═════ Excerpted passage ═════

All-Solid-State Battery and Method of Manufacturing All-Solid-State Battery

This application is based on and claims the benefit of priority from Japanese Patent Application No. 2024-048969, filed on 26 Mar. 2024, the content of which is incorporated herein by reference.

The present invention relates to an all-solid-state battery and a method of manufacturing an all-solid-state battery.

In recent years, research and development have been conducted on secondary batteries that contribute to energy efficiency, in order to enable more people to secure access to affordable, reliable, sustainable, and advanced energy. Among secondary batteries, all-solid-state batteries using a solid electrolyte as the electrolyte are particularly notable and excellent for the safety due to the nonflammable nature of solid electrolytes, and for the higher energy density. An all-solid-state battery configuration has been studied that involves a laminated structure in which a plurality of positive electrode layers and negative electrode layers are alternately stacked with solid electrolyte layers interposed therebetween (see, for example, U.S. Published Patent Application Publication, No. 2022/158226, Specification).

On the other hand, a multilayered (two-layered) structure for solid electrolyte layers within all-solid-state batteries has been proposed (see, for example, PCT International Publication No. WO 2014/010043).

Patent Document 1: U.S. Published Patent Application Publication, No. 2022/158226, Specification

Patent Document 2: PCT International Publication No. WO 2014/010043

The technology disclosed in PCT International Publication No. WO 2014/010043 primarily concerns a method of creating a two-layered structure for the solid electrolyte layer. However, in cases where the solid electrolyte layer is multilayered, a technology to ensure interface bondability and improve battery performance including battery capacity and cycle characteristics has not been sufficiently examined as the current situation. For example, in order to enhance the density of each layer, it is conceivable to pressure-bond the positive electrode layer and the solid electrolyte layer in advance; however, as a result of such pressure bonding, the surface of the solid electrolyte layer tends to become flattened, which may impair the bondability to other layers. Accordingly, there has been a need for a technology to establish the solid electrolyte layer in multiple layers, while ensuring the bondability of each layer constituting an all-solid-state battery.

The present invention has been made in view of the above, and aims to provide an all-solid-state battery capable of improving battery performance by enhancing interface bondability in an all-solid-state battery that includes a multilayered solid electrolyte layer.

═════

== What you need to do ==
Print, without any changes, the portion of the all-solid-state battery passage that opens with the words containing "This application is" and closes with "herein by reference.". The data that follows has no connection to the all-solid-state battery passage.

═════ Material ═════

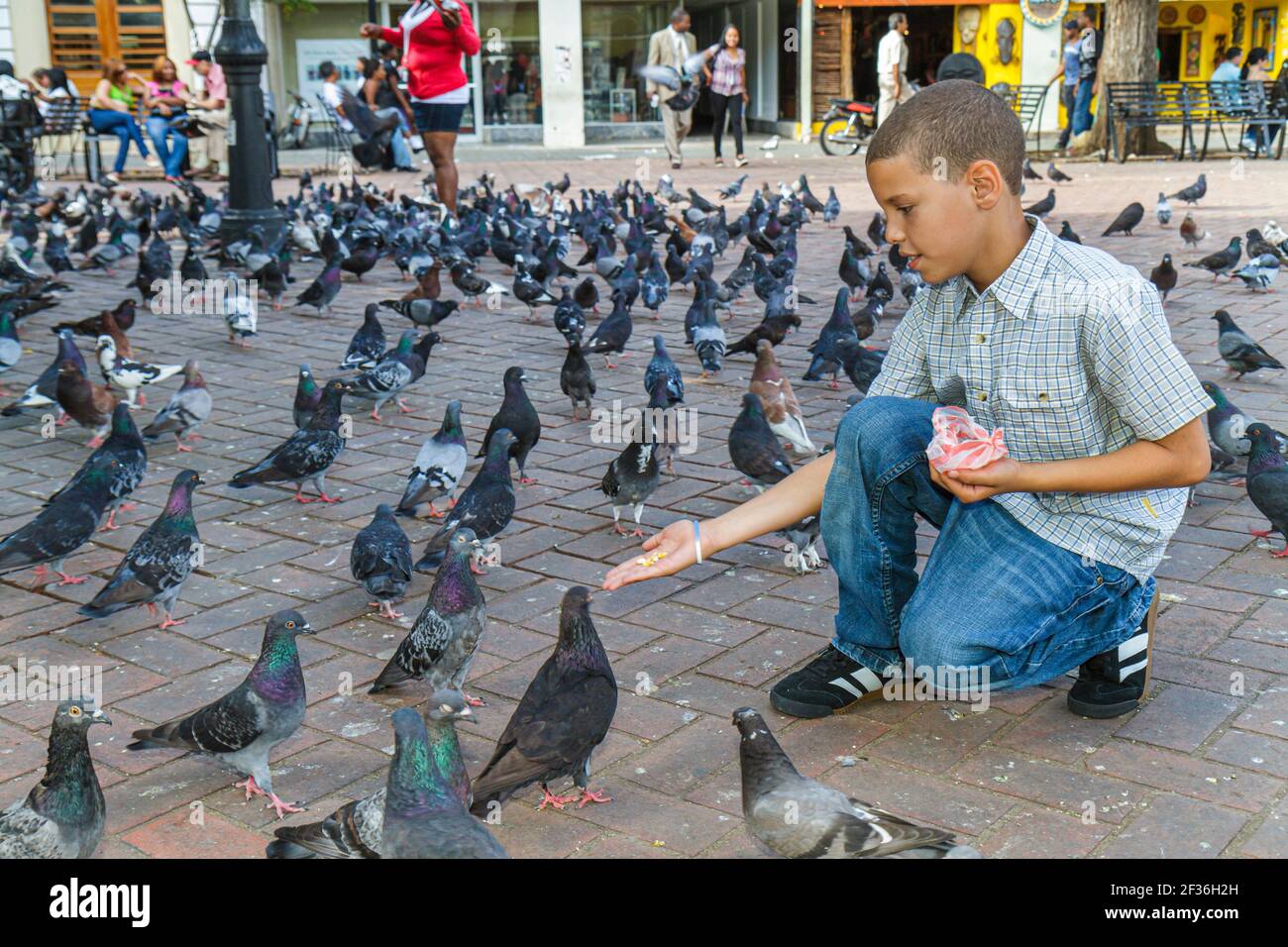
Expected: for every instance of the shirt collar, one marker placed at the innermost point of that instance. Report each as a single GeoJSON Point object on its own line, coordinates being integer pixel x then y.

═════

== Expected answer ==
This application is based on and claims the benefit of priority from Japanese Patent Application No. 2024-048969, filed on 26 Mar. 2024, the content of which is incorporated herein by reference.